►
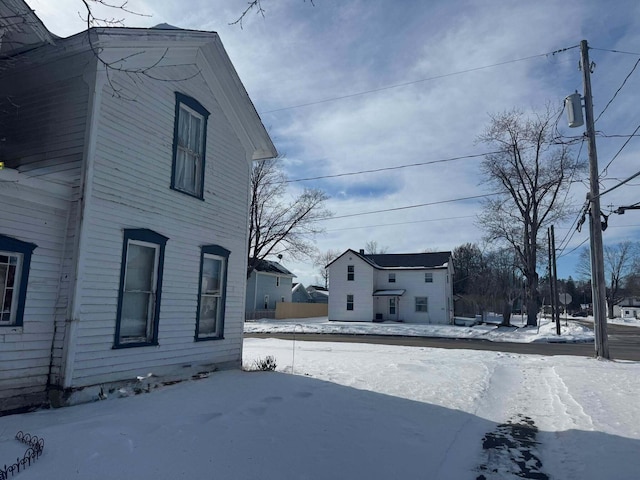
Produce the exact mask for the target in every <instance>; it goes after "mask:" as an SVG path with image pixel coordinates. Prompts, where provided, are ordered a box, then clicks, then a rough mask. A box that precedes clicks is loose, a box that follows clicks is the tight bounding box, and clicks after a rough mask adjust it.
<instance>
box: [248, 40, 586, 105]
mask: <svg viewBox="0 0 640 480" xmlns="http://www.w3.org/2000/svg"><path fill="white" fill-rule="evenodd" d="M579 46H580V45H573V46H571V47H566V48H561V49H558V50H554V51H553V52H547V53H539V54H537V55H530V56H528V57H523V58H516V59H513V60H507V61H505V62H498V63H494V64H491V65H484V66H482V67H474V68H467V69H465V70H459V71H457V72H450V73H444V74H442V75H435V76H433V77H427V78H421V79H418V80H413V81H410V82H403V83H397V84H394V85H387V86H386V87H380V88H374V89H372V90H365V91H362V92H355V93H350V94H348V95H341V96H339V97H331V98H325V99H323V100H316V101H314V102H307V103H300V104H298V105H291V106H289V107H282V108H275V109H273V110H266V111H263V112H260V114H261V115H262V114H267V113H276V112H282V111H284V110H293V109H295V108H302V107H309V106H312V105H319V104H321V103H327V102H334V101H337V100H345V99H347V98H353V97H359V96H362V95H368V94H370V93H377V92H382V91H385V90H391V89H393V88H401V87H407V86H410V85H415V84H417V83H423V82H428V81H431V80H439V79H441V78H447V77H453V76H456V75H462V74H465V73H471V72H477V71H480V70H486V69H489V68H494V67H500V66H503V65H509V64H511V63H517V62H524V61H526V60H531V59H534V58H539V57H548V56H549V55H556V54H558V53H562V52H566V51H567V50H571V49H574V48H578V47H579Z"/></svg>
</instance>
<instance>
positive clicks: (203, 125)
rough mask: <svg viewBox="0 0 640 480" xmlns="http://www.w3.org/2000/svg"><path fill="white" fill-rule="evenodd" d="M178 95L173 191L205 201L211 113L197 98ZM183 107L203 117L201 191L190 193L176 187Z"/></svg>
mask: <svg viewBox="0 0 640 480" xmlns="http://www.w3.org/2000/svg"><path fill="white" fill-rule="evenodd" d="M175 95H176V107H175V117H174V121H173V147H172V151H173V156H172V161H171V189H172V190H175V191H176V192H180V193H183V194H184V195H189V196H190V197H194V198H197V199H199V200H204V172H205V170H206V158H207V125H208V121H209V115H210V113H209V111H208V110H207V109H206V108H204V106H203V105H202V104H201V103H200V102H198V101H197V100H196V99H195V98H193V97H190V96H188V95H185V94H183V93H180V92H175ZM181 105H185V106H186V107H188V108H190V109H191V110H193V111H194V112H196V113H197V114H199V115H201V116H202V123H203V125H202V161H201V171H200V189H199V191H196V192H195V193H194V192H189V191H187V190H184V189H182V188H180V187H178V186H176V160H177V155H178V136H179V129H180V107H181Z"/></svg>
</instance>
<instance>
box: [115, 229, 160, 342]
mask: <svg viewBox="0 0 640 480" xmlns="http://www.w3.org/2000/svg"><path fill="white" fill-rule="evenodd" d="M167 240H168V239H167V237H165V236H163V235H160V234H159V233H156V232H154V231H152V230H147V229H126V230H125V231H124V245H123V247H122V267H121V270H120V291H119V293H118V311H117V316H116V338H115V344H114V346H115V347H125V346H127V347H132V346H140V345H157V344H158V322H159V319H160V293H161V291H162V266H163V263H164V247H165V244H166V243H167Z"/></svg>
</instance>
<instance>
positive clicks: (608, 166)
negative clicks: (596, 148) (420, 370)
mask: <svg viewBox="0 0 640 480" xmlns="http://www.w3.org/2000/svg"><path fill="white" fill-rule="evenodd" d="M638 130H640V125H638V126H637V127H636V129H635V130H634V131H633V133H632V134H631V135H630V136H629V138H627V141H626V142H624V143H623V144H622V146H621V147H620V150H618V151H617V152H616V154H615V155H614V156H613V158H612V159H611V160H609V163H607V166H606V167H604V168H603V169H602V172H600V175H599V177H598V178H602V177H603V176H604V175H606V174H607V170H608V169H609V167H610V166H611V164H612V163H613V161H614V160H615V159H616V158H618V155H620V152H622V150H624V147H626V146H627V144H628V143H629V142H630V141H631V139H632V138H633V137H634V136H635V134H636V133H637V132H638ZM601 195H602V194H601Z"/></svg>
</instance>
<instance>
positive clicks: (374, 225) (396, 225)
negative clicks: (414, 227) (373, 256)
mask: <svg viewBox="0 0 640 480" xmlns="http://www.w3.org/2000/svg"><path fill="white" fill-rule="evenodd" d="M461 218H475V215H462V216H460V217H445V218H431V219H429V220H414V221H411V222H395V223H379V224H377V225H361V226H359V227H347V228H335V229H331V230H325V232H341V231H343V230H360V229H363V228H376V227H392V226H397V225H409V224H414V223H427V222H448V221H450V220H459V219H461Z"/></svg>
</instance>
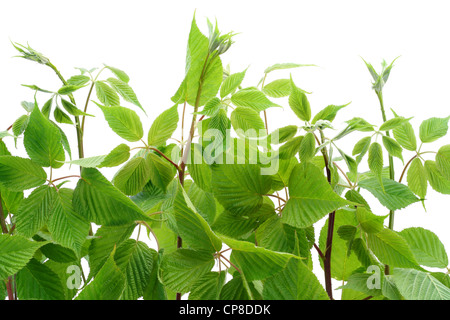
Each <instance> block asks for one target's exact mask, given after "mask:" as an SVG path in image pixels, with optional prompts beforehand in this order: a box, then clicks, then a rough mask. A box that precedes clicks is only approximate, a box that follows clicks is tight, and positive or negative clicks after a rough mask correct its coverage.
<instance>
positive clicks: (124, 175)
mask: <svg viewBox="0 0 450 320" xmlns="http://www.w3.org/2000/svg"><path fill="white" fill-rule="evenodd" d="M149 180H150V167H149V164H148V161H147V160H146V159H144V158H143V157H136V158H133V159H131V160H130V161H128V162H127V163H126V164H125V165H123V166H122V167H121V168H120V169H119V170H118V171H117V172H116V174H115V175H114V177H113V179H112V183H113V184H114V185H115V186H116V188H117V189H119V190H120V191H122V192H123V193H125V194H126V195H129V196H132V195H135V194H138V193H139V192H141V191H142V189H144V186H145V185H146V184H147V182H148V181H149Z"/></svg>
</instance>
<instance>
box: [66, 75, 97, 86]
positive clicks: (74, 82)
mask: <svg viewBox="0 0 450 320" xmlns="http://www.w3.org/2000/svg"><path fill="white" fill-rule="evenodd" d="M90 80H91V78H89V77H88V76H84V75H82V74H79V75H75V76H72V77H70V78H69V79H67V83H68V84H70V85H73V86H82V85H84V84H86V83H88V82H89V81H90Z"/></svg>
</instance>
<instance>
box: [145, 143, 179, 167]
mask: <svg viewBox="0 0 450 320" xmlns="http://www.w3.org/2000/svg"><path fill="white" fill-rule="evenodd" d="M149 149H150V150H153V151H155V152H157V153H159V155H161V156H162V157H163V158H164V159H166V160H167V161H169V162H170V163H171V164H172V165H173V166H174V167H175V168H176V169H177V171H180V167H179V166H178V165H177V164H176V163H175V162H173V161H172V160H170V158H169V157H168V156H166V155H165V154H164V153H162V152H161V151H160V150H158V149H156V148H153V147H150V148H149Z"/></svg>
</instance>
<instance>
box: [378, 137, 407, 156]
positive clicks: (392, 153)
mask: <svg viewBox="0 0 450 320" xmlns="http://www.w3.org/2000/svg"><path fill="white" fill-rule="evenodd" d="M383 145H384V147H385V148H386V150H387V152H388V153H389V154H390V155H391V156H393V157H397V158H399V159H400V160H402V161H403V156H402V151H403V149H402V147H401V146H400V144H399V143H398V142H397V141H395V140H394V139H392V138H391V137H388V136H383Z"/></svg>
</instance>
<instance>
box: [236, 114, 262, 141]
mask: <svg viewBox="0 0 450 320" xmlns="http://www.w3.org/2000/svg"><path fill="white" fill-rule="evenodd" d="M230 120H231V124H232V125H233V128H234V130H235V131H236V132H237V133H238V135H243V136H246V137H252V138H254V137H259V136H261V135H263V136H265V135H266V131H265V126H264V122H263V121H262V119H261V117H260V116H259V113H258V112H257V111H255V110H253V109H252V108H249V107H237V108H236V109H234V110H233V112H231V116H230Z"/></svg>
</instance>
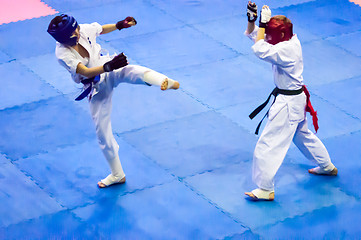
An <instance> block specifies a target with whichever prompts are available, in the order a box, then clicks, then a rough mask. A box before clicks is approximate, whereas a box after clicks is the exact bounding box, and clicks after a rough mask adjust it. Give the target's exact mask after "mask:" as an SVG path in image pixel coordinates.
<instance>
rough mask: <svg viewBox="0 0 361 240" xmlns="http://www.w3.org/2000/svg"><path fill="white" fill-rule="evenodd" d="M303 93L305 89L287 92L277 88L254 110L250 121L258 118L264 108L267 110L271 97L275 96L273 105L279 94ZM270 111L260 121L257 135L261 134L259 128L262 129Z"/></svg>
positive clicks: (257, 131)
mask: <svg viewBox="0 0 361 240" xmlns="http://www.w3.org/2000/svg"><path fill="white" fill-rule="evenodd" d="M302 92H303V88H300V89H298V90H285V89H279V88H277V87H276V88H275V89H273V91H272V92H271V94H270V95H269V96H268V98H267V100H266V101H265V102H264V103H262V104H261V105H259V106H258V107H257V108H256V109H255V110H253V112H252V113H251V114H250V115H249V118H250V119H253V118H254V117H255V116H257V114H258V113H260V112H261V111H262V109H263V108H265V107H266V106H267V104H268V102H269V100H270V99H271V96H272V95H273V96H274V97H275V98H274V100H273V103H274V102H275V101H276V97H277V95H278V94H282V95H298V94H301V93H302ZM273 103H272V104H271V106H272V105H273ZM268 112H269V110H268V111H267V113H266V114H265V115H264V116H263V118H262V120H261V121H260V123H259V124H258V126H257V128H256V131H255V134H256V135H258V132H259V128H260V127H261V124H262V121H263V119H264V118H265V117H266V116H267V115H268Z"/></svg>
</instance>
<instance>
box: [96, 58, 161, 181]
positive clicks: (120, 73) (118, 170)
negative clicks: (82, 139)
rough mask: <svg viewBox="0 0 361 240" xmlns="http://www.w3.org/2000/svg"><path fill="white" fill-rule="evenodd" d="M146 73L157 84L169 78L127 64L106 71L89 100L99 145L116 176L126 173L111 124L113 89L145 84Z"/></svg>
mask: <svg viewBox="0 0 361 240" xmlns="http://www.w3.org/2000/svg"><path fill="white" fill-rule="evenodd" d="M145 73H151V74H149V75H150V76H151V78H152V79H148V80H151V82H152V83H157V85H158V84H159V85H161V83H162V82H163V81H164V79H165V78H167V77H166V76H165V75H163V74H161V73H158V72H155V71H153V70H151V69H149V68H146V67H142V66H137V65H127V66H125V67H123V68H120V69H117V70H115V71H112V72H108V73H105V78H104V80H103V81H101V82H100V83H99V84H98V85H96V86H95V88H96V90H97V93H96V94H94V95H93V96H92V98H91V100H90V102H89V104H90V112H91V115H92V118H93V121H94V124H95V128H96V135H97V138H98V143H99V146H100V148H101V150H102V152H103V154H104V156H105V158H106V160H107V162H108V164H109V166H110V169H111V173H112V175H113V176H116V177H120V178H123V177H124V176H125V174H124V171H123V168H122V165H121V163H120V159H119V155H118V151H119V145H118V143H117V142H116V140H115V138H114V135H113V131H112V125H111V112H112V95H113V89H114V88H115V87H117V86H118V85H119V84H120V83H131V84H145V82H144V74H145ZM148 78H149V77H148Z"/></svg>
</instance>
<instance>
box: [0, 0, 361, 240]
mask: <svg viewBox="0 0 361 240" xmlns="http://www.w3.org/2000/svg"><path fill="white" fill-rule="evenodd" d="M43 2H44V3H46V4H48V5H49V6H50V7H52V8H54V9H55V10H57V11H58V12H59V13H69V14H71V15H74V16H75V17H76V19H77V20H78V22H79V23H91V22H95V21H96V22H99V23H100V24H107V23H115V22H117V21H119V20H121V19H124V18H125V17H126V16H133V17H135V18H136V19H137V21H138V24H137V25H136V26H135V27H132V28H129V29H123V30H121V31H115V32H113V33H111V34H107V35H102V36H100V37H99V38H98V40H99V41H98V42H99V43H100V44H101V45H102V46H103V47H104V48H105V49H107V50H108V51H109V53H110V54H113V53H114V52H118V53H119V52H125V53H126V55H127V56H128V59H129V62H130V63H131V64H138V65H143V66H146V67H150V68H153V69H155V70H157V71H159V72H162V73H164V74H166V75H167V76H169V77H170V78H172V79H176V80H178V81H179V82H180V89H179V90H177V91H173V90H172V91H161V90H160V89H159V87H154V86H152V87H148V86H140V85H130V84H120V85H119V86H118V87H117V88H116V89H115V90H114V95H113V113H112V126H113V132H114V135H115V137H116V140H117V142H118V143H119V147H120V149H119V155H120V159H121V162H122V166H123V168H124V171H125V174H126V176H127V182H126V183H125V184H122V185H116V186H113V187H111V188H106V189H99V188H98V187H97V182H98V181H99V180H100V179H102V178H104V177H105V176H107V175H108V174H109V173H110V169H109V167H108V165H107V163H106V160H105V159H104V156H103V154H102V152H101V150H100V148H99V146H98V143H97V139H96V135H95V127H94V124H93V122H92V119H91V116H90V115H89V106H88V102H87V100H86V99H85V100H83V101H81V102H75V101H74V98H75V97H76V96H77V94H79V92H80V91H81V86H80V85H77V84H75V83H74V82H73V81H72V80H71V78H70V75H69V73H68V72H67V71H66V70H65V69H64V68H63V67H61V66H60V65H59V64H58V63H57V60H56V58H55V56H54V51H55V41H54V40H53V39H52V38H51V36H49V34H48V33H47V32H46V29H47V27H48V24H49V22H50V20H51V19H52V18H53V17H54V16H45V17H40V18H34V19H29V20H25V21H18V22H13V23H9V24H2V25H0V73H1V74H2V78H1V80H0V82H1V84H2V88H1V89H0V96H1V103H0V126H1V127H0V136H1V138H0V166H1V167H0V183H1V184H2V188H1V189H0V202H1V203H2V204H1V206H0V216H1V218H0V239H49V238H50V239H53V238H65V239H123V238H124V239H242V240H243V239H358V238H359V237H360V236H361V231H360V229H361V225H360V223H359V222H360V220H361V219H360V216H361V190H360V188H359V186H360V184H361V180H360V177H359V176H360V174H361V162H360V161H359V159H360V156H361V150H360V149H361V148H360V147H359V143H360V138H361V110H360V100H361V98H360V95H361V84H360V78H361V68H360V66H361V58H360V57H361V53H360V46H359V38H360V34H361V27H360V24H359V23H360V20H361V19H360V18H361V17H360V16H361V7H360V6H358V5H356V4H353V3H350V2H349V1H347V0H331V1H330V0H296V1H290V0H280V1H265V0H261V1H260V2H257V4H258V6H259V8H261V6H262V5H263V4H267V5H269V6H270V8H271V9H272V12H273V14H284V15H286V16H288V17H290V18H291V20H292V22H293V23H294V32H295V33H297V35H298V38H299V39H300V41H301V44H302V47H303V56H304V80H305V83H306V85H307V86H308V89H309V91H310V93H311V101H312V103H313V105H314V107H315V109H316V110H317V112H318V116H319V124H320V129H319V132H318V133H317V136H318V137H319V138H320V139H321V140H322V142H323V143H324V145H325V146H326V148H327V149H328V151H329V154H330V156H331V159H332V160H333V162H334V164H335V165H336V166H337V168H338V170H339V175H338V176H337V177H322V176H314V175H310V174H309V173H308V172H307V170H308V169H309V168H312V167H314V166H315V163H313V162H310V161H309V160H308V159H306V158H305V157H304V156H303V155H302V153H301V152H300V151H299V150H298V149H297V148H296V147H295V146H294V145H293V144H292V145H291V148H290V150H289V151H288V153H287V155H286V158H285V160H284V163H283V165H282V166H281V168H280V170H279V171H278V173H277V175H276V178H275V183H276V189H275V193H276V198H275V201H273V202H257V203H256V202H252V201H248V200H247V198H246V196H245V195H244V192H246V191H249V190H252V189H253V188H255V185H254V183H253V182H252V176H251V174H252V158H253V151H254V147H255V145H256V142H257V140H258V136H256V135H254V130H255V128H256V126H257V124H258V121H259V120H260V118H261V117H262V116H261V115H260V116H257V117H256V118H255V119H254V120H250V119H249V118H248V114H249V113H250V112H251V111H252V110H253V109H254V108H255V107H257V106H258V105H259V104H261V103H262V102H263V101H264V100H265V99H266V98H267V96H268V94H269V93H270V92H271V91H272V89H273V88H274V84H273V79H272V68H271V66H270V65H269V64H267V63H265V62H262V61H260V60H259V59H257V58H256V57H255V56H254V54H253V52H252V50H251V46H252V44H253V43H252V42H251V41H250V40H249V39H248V38H247V37H246V36H244V31H245V28H246V26H247V17H246V15H245V11H246V4H247V1H235V0H207V1H206V0H193V1H171V0H162V1H155V0H135V1H114V0H105V1H96V0H86V1H85V0H80V1H79V0H65V1H56V0H44V1H43ZM0 5H1V4H0ZM308 118H309V119H310V117H309V115H308ZM264 125H265V124H263V126H262V128H263V127H264ZM262 128H261V129H262ZM309 128H310V129H311V130H312V131H313V127H312V125H311V122H309Z"/></svg>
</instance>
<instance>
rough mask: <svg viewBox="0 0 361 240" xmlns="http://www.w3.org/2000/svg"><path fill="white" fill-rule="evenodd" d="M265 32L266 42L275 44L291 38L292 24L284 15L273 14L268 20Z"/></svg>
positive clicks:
◄
▶ [What the exercise asks]: Using the records, report how many lines contain the word "that", adding no other text.

▶ [Answer box]: 2